▶ [Prompt]:
In the entries that follow, identify the line containing "[outline] glass bowl" and return it together with all later lines, exactly as they appear.

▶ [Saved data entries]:
+===+

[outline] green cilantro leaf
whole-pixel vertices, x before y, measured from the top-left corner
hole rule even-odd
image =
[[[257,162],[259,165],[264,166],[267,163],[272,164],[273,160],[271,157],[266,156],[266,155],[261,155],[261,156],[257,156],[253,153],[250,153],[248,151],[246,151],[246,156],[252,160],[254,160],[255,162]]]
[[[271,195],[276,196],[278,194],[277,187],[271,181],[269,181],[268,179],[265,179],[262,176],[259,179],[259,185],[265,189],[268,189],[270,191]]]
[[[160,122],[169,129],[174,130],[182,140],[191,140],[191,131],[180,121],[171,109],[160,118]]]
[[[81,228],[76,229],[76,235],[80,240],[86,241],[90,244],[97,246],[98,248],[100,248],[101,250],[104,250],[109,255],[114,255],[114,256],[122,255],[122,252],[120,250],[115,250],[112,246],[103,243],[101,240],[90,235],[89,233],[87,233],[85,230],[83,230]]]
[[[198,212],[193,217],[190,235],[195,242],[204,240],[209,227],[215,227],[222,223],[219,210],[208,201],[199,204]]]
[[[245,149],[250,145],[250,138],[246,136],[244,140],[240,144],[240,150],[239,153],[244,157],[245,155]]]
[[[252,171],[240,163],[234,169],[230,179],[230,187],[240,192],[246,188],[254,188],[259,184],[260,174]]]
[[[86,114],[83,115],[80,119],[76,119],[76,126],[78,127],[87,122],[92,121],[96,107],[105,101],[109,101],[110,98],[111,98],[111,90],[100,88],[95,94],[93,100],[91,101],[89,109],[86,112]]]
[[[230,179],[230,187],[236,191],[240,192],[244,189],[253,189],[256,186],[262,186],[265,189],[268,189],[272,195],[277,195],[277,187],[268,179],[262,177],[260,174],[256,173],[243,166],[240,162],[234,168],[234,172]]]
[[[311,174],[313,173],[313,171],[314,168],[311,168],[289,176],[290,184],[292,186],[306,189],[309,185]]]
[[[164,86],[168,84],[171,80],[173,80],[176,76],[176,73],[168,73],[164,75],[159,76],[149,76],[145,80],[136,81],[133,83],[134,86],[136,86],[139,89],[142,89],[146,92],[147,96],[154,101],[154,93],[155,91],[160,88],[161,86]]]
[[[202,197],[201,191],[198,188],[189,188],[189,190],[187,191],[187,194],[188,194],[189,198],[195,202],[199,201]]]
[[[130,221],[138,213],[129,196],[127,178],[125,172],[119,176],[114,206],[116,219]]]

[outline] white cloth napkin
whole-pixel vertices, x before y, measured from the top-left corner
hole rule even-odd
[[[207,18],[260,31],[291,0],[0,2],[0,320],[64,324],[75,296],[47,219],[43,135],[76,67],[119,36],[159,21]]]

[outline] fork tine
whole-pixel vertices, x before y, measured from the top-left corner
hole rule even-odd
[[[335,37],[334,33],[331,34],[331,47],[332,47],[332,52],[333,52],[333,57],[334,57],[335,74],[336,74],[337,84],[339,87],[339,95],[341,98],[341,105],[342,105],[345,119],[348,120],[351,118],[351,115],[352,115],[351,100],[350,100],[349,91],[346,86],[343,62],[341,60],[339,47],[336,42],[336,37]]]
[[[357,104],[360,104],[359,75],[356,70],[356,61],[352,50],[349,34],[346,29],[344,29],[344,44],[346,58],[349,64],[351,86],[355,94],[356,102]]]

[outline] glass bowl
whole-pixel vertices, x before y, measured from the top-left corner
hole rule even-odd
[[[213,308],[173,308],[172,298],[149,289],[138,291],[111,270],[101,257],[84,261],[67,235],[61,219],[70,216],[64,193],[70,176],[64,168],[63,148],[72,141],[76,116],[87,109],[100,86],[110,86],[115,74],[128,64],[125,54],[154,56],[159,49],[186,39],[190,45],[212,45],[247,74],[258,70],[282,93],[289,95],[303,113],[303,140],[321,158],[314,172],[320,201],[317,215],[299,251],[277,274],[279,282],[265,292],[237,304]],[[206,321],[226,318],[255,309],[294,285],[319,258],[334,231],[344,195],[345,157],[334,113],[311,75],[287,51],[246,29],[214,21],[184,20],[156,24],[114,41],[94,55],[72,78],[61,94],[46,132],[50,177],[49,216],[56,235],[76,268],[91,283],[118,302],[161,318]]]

+===+

▶ [Result of this task]:
[outline] glass bowl
whole-pixel vertices, x before y, measured from the top-left corner
hole rule even-odd
[[[213,308],[173,308],[172,298],[149,289],[138,291],[111,270],[101,257],[84,261],[67,235],[61,219],[70,216],[64,193],[70,176],[64,168],[63,148],[72,141],[76,116],[87,109],[100,86],[110,86],[115,74],[128,64],[125,54],[154,56],[159,49],[186,39],[190,45],[212,45],[247,74],[258,70],[282,93],[289,95],[303,113],[303,140],[321,158],[314,172],[320,201],[317,215],[299,251],[277,274],[279,282],[265,292],[237,304]],[[206,321],[226,318],[255,309],[294,285],[319,258],[334,231],[344,195],[345,157],[334,113],[311,75],[287,51],[246,29],[214,21],[184,20],[156,24],[114,41],[94,55],[72,78],[61,94],[46,132],[50,177],[49,216],[56,235],[76,268],[91,283],[118,302],[161,318]]]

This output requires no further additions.